• EXTRAIT DU DOCUMENT
<<<<

B. DES DIFFICULTÉS QUI PERDURENT ET DE NOUVEAUX PROBLÈMES QUI APPARAISSENT, NÉCESSITANT UNE VIGILANCE RENFORCÉE
1. Une communication et une transparence encore insatisfaisantes de la part de certaines universités
Dans son premier bilan de la réforme, la rapporteure avait dressé un état des lieux sévère des politiques de communication et de transparence des universités, dont les nombreux manquements ont largement contribué à une mauvaise acceptabilité de la réforme chez les étudiants et leurs parents. Elle avait alors appelé à rectifier le tir pour éviter de reproduire les mêmes erreurs vis-à-vis des prochaines promotions.
Un an après, même si une amélioration globale se dessine - reconnue par les représentants étudiants participant aux réunions du comité national de suivi -, force est de constater que la communication demeure un point de vigilance majeur, compte tenu d'une qualité d'information et d'un degré de transparence variables d'un établissement à l'autre .
De ses échanges avec l'ensemble des acteurs, la rapporteure a identifié plusieurs difficultés :
• un manque de transparence sur les résultats de la promotion 2020-2021 , qui se traduit par la difficulté à obtenir, dans certains établissements, des informations précises sur les effectifs admis en MMOP et ceux ayant intégré une L.AS 2. Des remontées d'information font même état de plusieurs cas de non-publication des procès-verbaux des délibérations des jurys , documents pourtant censés être publics ;
• la persistance de nombreux retards dans la publication des capacités d'accueil en MMOP pour l'année universitaire 2021-2022 : alors que celles-ci devaient être rendues publiques avant le 1 er octobre 2021, beaucoup ne l'ont été qu'entre la fin de l'année 2021 et le début de l'année 2022. Or ces retards sont préjudiciables tant aux élèves de terminale qui doivent être en mesure de choisir, en toute connaissance de cause, entre PASS ou L.AS, qu'aux étudiants de PASS et de L.AS 1 qui s'apprêtent à concourir, qu'aux étudiants de L.AS 1 et de L.AS 2 qui doivent confirmer ou reporter leur candidature à l'année suivante (utilisation ou non de la « seconde chance »).

>>>>

• MATÉRIEL
<<<<

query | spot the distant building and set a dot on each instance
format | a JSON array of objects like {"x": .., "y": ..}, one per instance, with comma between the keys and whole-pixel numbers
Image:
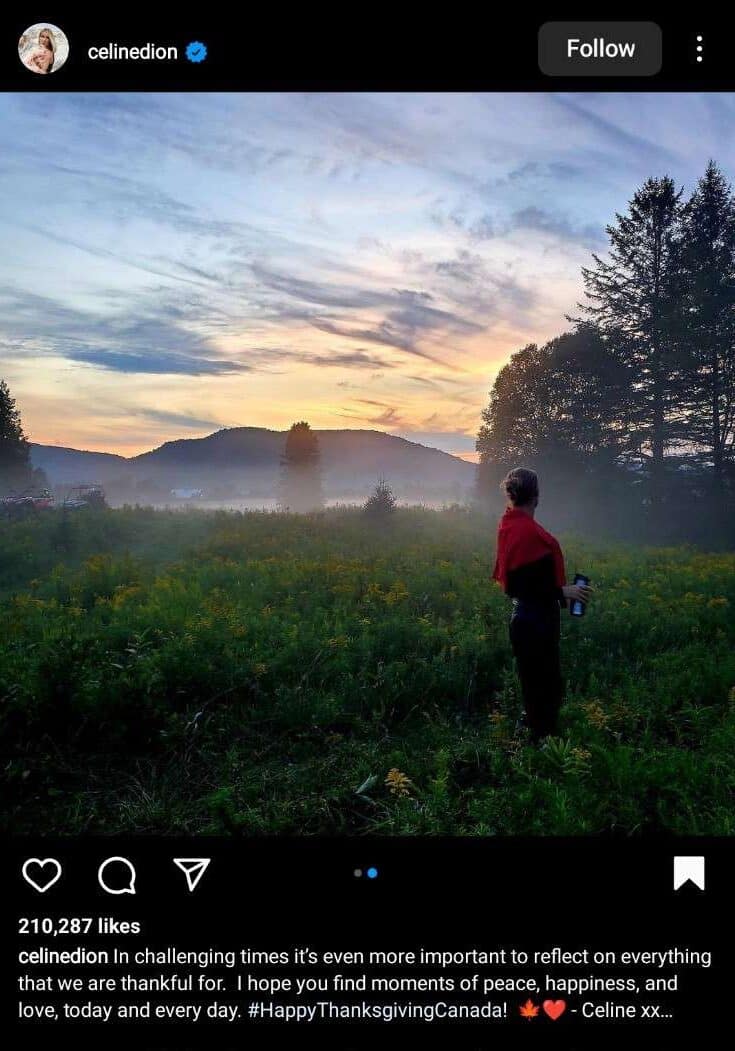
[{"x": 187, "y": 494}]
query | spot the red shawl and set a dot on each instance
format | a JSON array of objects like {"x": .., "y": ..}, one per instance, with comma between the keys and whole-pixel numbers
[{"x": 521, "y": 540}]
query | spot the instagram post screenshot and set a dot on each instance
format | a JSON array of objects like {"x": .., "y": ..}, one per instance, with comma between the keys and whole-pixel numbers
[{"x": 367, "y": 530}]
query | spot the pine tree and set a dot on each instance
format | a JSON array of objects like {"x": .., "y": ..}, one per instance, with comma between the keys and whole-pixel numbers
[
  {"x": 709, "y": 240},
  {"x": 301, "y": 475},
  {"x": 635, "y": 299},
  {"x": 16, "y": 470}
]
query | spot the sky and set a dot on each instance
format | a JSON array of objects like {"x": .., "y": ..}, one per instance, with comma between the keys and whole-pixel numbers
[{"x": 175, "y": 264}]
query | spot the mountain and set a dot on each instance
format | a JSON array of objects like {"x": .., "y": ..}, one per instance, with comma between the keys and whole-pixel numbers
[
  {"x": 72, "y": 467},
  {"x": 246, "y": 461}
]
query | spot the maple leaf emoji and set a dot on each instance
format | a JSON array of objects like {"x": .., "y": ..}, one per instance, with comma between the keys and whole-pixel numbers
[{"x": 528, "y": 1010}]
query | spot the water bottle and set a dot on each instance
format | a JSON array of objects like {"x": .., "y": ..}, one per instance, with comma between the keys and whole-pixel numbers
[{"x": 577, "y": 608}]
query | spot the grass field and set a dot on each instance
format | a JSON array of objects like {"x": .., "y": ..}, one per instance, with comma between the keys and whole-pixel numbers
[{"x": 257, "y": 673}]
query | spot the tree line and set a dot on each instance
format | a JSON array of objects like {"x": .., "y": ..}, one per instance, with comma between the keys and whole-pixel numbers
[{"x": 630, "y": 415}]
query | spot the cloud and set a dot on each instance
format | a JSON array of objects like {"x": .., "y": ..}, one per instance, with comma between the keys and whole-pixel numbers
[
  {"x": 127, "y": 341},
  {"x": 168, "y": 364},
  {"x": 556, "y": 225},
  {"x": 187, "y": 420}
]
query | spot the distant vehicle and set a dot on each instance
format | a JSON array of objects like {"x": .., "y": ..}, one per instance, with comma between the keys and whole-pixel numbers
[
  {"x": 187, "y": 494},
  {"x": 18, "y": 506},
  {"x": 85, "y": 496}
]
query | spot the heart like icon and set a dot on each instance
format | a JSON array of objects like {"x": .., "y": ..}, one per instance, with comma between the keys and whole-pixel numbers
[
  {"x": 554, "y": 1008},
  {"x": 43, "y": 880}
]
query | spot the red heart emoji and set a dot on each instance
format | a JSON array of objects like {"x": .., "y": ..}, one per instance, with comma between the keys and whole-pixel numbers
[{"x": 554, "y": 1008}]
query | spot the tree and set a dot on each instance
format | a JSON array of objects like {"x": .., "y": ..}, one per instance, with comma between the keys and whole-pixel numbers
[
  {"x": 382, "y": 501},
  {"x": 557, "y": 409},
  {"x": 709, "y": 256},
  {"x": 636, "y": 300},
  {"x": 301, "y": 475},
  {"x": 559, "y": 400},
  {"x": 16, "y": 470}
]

>>>>

• CONSIGNE 1
D'après l'extrait du document, avant quelle date les capacités d'accueil en MMOP pour l'année universitaire 2021-2022 devaient-elles être rendues publiques ?
• CONSIGNE 2
Recopiez fidèlement tout le passage de l'extrait du document, depuis « B. DES DIFFICULTÉS » jusqu'à « des prochaines promotions. ».

• RÉPONSE 1
Avant le 1er octobre 2021.

• RÉPONSE 2
B. DES DIFFICULTÉS QUI PERDURENT ET DE NOUVEAUX PROBLÈMES QUI APPARAISSENT, NÉCESSITANT UNE VIGILANCE RENFORCÉE
1. Une communication et une transparence encore insatisfaisantes de la part de certaines universités
Dans son premier bilan de la réforme, la rapporteure avait dressé un état des lieux sévère des politiques de communication et de transparence des universités, dont les nombreux manquements ont largement contribué à une mauvaise acceptabilité de la réforme chez les étudiants et leurs parents. Elle avait alors appelé à rectifier le tir pour éviter de reproduire les mêmes erreurs vis-à-vis des prochaines promotions.